● Task instructions: An exact transcription of all the entries below is required.

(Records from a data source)
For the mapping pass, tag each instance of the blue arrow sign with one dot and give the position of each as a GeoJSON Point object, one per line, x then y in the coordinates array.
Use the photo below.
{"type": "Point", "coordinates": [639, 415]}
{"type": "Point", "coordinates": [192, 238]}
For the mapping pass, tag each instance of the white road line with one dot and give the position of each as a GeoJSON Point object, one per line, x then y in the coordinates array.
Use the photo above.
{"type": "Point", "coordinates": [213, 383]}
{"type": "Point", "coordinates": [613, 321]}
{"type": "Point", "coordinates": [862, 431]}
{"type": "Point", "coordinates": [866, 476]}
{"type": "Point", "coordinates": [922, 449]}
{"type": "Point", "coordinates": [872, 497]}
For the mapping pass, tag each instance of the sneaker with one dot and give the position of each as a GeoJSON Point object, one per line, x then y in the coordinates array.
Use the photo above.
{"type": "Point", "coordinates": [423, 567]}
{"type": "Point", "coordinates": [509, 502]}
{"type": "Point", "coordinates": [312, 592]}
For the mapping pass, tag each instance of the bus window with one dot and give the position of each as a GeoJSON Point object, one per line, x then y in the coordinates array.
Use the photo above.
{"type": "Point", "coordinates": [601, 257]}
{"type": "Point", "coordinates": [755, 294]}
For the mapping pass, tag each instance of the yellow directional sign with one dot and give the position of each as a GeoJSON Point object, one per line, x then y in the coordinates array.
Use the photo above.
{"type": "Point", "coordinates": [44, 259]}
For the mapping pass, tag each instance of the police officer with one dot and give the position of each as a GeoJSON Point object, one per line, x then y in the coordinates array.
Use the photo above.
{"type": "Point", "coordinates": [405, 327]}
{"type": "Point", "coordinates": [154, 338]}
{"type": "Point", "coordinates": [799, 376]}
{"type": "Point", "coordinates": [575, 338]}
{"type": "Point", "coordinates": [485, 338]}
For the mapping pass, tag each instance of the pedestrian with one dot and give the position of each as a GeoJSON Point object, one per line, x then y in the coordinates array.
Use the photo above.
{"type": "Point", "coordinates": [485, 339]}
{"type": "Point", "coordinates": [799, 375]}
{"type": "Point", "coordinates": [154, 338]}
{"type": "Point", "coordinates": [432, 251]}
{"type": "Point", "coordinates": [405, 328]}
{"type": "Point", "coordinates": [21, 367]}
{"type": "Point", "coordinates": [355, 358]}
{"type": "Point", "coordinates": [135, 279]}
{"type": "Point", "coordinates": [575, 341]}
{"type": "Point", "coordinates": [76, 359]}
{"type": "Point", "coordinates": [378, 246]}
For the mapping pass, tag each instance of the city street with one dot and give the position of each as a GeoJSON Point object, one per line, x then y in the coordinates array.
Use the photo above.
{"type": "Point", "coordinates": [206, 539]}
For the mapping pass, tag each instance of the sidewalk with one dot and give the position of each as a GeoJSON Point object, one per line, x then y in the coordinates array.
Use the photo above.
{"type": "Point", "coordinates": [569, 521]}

● Result below:
For the mapping pass, tag each instance of the blue arrow sign with one dot and give the position of each as a GeoJSON Point object, one per line, x then y in the coordinates array.
Use the photo below.
{"type": "Point", "coordinates": [639, 415]}
{"type": "Point", "coordinates": [192, 238]}
For the mapping pass, tag each instance of the white road line with one dot and give the position of each as a GeoJSON Point object, one per line, x then y in the coordinates array.
Use the photo above.
{"type": "Point", "coordinates": [213, 383]}
{"type": "Point", "coordinates": [613, 321]}
{"type": "Point", "coordinates": [862, 431]}
{"type": "Point", "coordinates": [866, 476]}
{"type": "Point", "coordinates": [922, 449]}
{"type": "Point", "coordinates": [872, 497]}
For the mapping pass, tag each instance of the sneaker with one dot and give the position of each as a GeoJSON Point object, one per line, x then y in the coordinates array.
Use the photo above.
{"type": "Point", "coordinates": [423, 567]}
{"type": "Point", "coordinates": [509, 502]}
{"type": "Point", "coordinates": [312, 592]}
For the mapping pass, tag each instance of the bus window with one dot and give the position of each as a GeoJSON Point object, one per line, x then y in the coordinates array.
Use the photo above.
{"type": "Point", "coordinates": [601, 257]}
{"type": "Point", "coordinates": [755, 294]}
For the mapping pass, tag each instance of the yellow directional sign with one dot and give the position of each as a GeoJSON Point object, one per line, x then y in the coordinates array.
Use the photo above.
{"type": "Point", "coordinates": [44, 259]}
For the mapping pass, tag each instance of the police officer with one dot and give the position of each as a GeoJSON Point object, one per line, x then y in the coordinates array.
Use the photo above.
{"type": "Point", "coordinates": [405, 327]}
{"type": "Point", "coordinates": [154, 338]}
{"type": "Point", "coordinates": [799, 376]}
{"type": "Point", "coordinates": [575, 338]}
{"type": "Point", "coordinates": [485, 338]}
For the mapping pass, tag each instance of the pedestrian with one dot and give the position of each as a GeoJSON Point object, one per line, x then y in the coordinates array.
Use the photo above.
{"type": "Point", "coordinates": [485, 339]}
{"type": "Point", "coordinates": [799, 375]}
{"type": "Point", "coordinates": [154, 338]}
{"type": "Point", "coordinates": [432, 251]}
{"type": "Point", "coordinates": [405, 328]}
{"type": "Point", "coordinates": [21, 367]}
{"type": "Point", "coordinates": [355, 358]}
{"type": "Point", "coordinates": [135, 279]}
{"type": "Point", "coordinates": [575, 341]}
{"type": "Point", "coordinates": [76, 359]}
{"type": "Point", "coordinates": [378, 246]}
For the mapping pass, tag each instance of the city street with one dot and give the position of each as a GeoJSON Point object, one per line, x then y in the coordinates array.
Use the photo above.
{"type": "Point", "coordinates": [206, 539]}
For the mapping pass, tag each instance of the sidewalk with one dot and give the position of each as a GeoJSON Point object, one per line, x then y in the coordinates array.
Use the photo above.
{"type": "Point", "coordinates": [569, 521]}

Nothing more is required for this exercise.